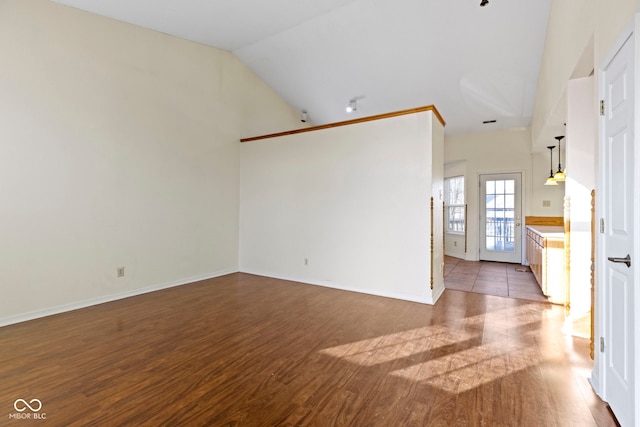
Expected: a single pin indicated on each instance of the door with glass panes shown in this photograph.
(500, 217)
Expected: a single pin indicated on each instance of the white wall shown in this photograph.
(353, 201)
(499, 152)
(119, 148)
(581, 143)
(454, 242)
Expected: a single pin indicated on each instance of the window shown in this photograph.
(454, 202)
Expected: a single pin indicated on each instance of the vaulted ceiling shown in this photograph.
(474, 63)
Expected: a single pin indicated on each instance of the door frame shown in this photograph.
(523, 185)
(598, 378)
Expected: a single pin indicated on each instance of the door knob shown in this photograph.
(625, 260)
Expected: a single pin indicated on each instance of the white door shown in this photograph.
(500, 217)
(617, 233)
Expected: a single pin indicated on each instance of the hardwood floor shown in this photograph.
(253, 351)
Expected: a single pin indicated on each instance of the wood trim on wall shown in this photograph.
(593, 258)
(351, 122)
(432, 247)
(544, 220)
(567, 255)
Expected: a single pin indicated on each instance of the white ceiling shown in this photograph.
(474, 63)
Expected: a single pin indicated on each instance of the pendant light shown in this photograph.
(551, 180)
(559, 176)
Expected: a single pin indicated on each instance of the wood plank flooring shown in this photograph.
(244, 350)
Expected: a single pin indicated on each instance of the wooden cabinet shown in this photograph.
(545, 254)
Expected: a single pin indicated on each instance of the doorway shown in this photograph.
(618, 239)
(500, 217)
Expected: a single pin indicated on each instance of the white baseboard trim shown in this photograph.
(23, 317)
(404, 297)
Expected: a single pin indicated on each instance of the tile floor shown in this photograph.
(491, 278)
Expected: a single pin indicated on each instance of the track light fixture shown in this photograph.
(550, 180)
(352, 105)
(559, 176)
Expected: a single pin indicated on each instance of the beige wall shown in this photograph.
(497, 152)
(119, 148)
(353, 201)
(577, 29)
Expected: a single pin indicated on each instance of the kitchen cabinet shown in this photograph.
(546, 258)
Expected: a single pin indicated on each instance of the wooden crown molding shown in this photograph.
(351, 122)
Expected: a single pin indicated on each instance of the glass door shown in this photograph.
(500, 213)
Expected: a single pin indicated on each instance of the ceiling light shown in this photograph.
(550, 180)
(352, 106)
(559, 175)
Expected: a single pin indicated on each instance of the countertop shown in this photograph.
(548, 231)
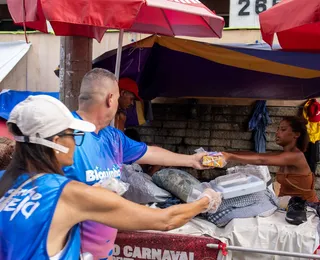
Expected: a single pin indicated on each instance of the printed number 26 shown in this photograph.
(260, 6)
(243, 12)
....
— Stated task —
Rewrite the records above as a two-column CSV with the headers description and pins, one row for each line beginning "Expected:". Put that line's text under description and every coordinate pair that follows it under pins, quoting each field and turning line breaks into spaces, and leave out the pictures.

— The solution —
description,pins
"Expected: a single pin indicated on each instance of the door with glass panes shown in this photograph.","(500, 217)"
"Expected: a single pin indicated on each instance of the white wall shown in this photograph.","(353, 201) (499, 152) (119, 148) (581, 143) (454, 242)"
"Expected: a single pin indicated on each instance of the window shown in this photograph.","(454, 202)"
"Expected: a single pin indicated on each instance of the vaulted ceiling shown in this photograph.","(474, 63)"
"Expected: a single pin indicated on each instance of the door frame shown in this photograph.","(523, 185) (598, 378)"
"Expected: a single pin indicated on each instance of the door knob shown in this photograph.","(625, 260)"
"Expected: a single pin indicated on each instance of the white door shown in this photograph.","(500, 217) (617, 233)"
"Expected: a single pin indicated on each instance of the hardwood floor shown in this photograph.","(253, 351)"
"Expected: a single pin indicated on each instance of the wood trim on wall shown in this photograph.","(593, 258) (351, 122) (432, 247) (544, 220) (567, 255)"
"Expected: a single pin indicated on each instance of the white ceiling shown in this photograph.","(474, 63)"
"Expected: a single pin indicated on each instance of the pendant light shown in this photograph.","(551, 180) (559, 176)"
"Expected: a single pin indicated on each instance of the wood plank flooring shown in this photograph.","(244, 350)"
"Expected: a single pin indicated on each instance of the wooden cabinet shown in this photograph.","(545, 254)"
"Expected: a single pin indicated on each instance of the doorway shown in this photograph.","(618, 239) (500, 217)"
"Expected: a single pin indicated on each instance of the white baseboard trim shown in this photograph.","(23, 317) (404, 297)"
"Expected: a single pin indicated on each instance of the tile floor shown in this photograph.","(491, 278)"
"Expected: a single pin indicated on each instance of the track light fixture shown in this photograph.","(550, 180) (352, 105) (559, 176)"
"Expected: a single pin indicated on each instance of the beige wall shown in this photograph.","(497, 152) (119, 148) (353, 201) (577, 29)"
"Expected: a single pin indicated on each instance of the kitchen cabinet shown in this photograph.","(546, 258)"
"Expected: a single pin indicated on each instance of the wooden crown molding shown in this photograph.","(351, 122)"
"Expected: a single pin indicated on each instance of the glass door shown in this photograph.","(500, 213)"
"Expected: a single pin indicated on each instance of the ceiling light shown in this photograph.","(550, 180) (352, 106) (559, 175)"
"Expected: a single pin indicated on each instance of the countertop shown in this photograph.","(548, 231)"
"Expected: a single pin indicated on each instance of the printed number 26 shown in this photograph.","(260, 6) (243, 12)"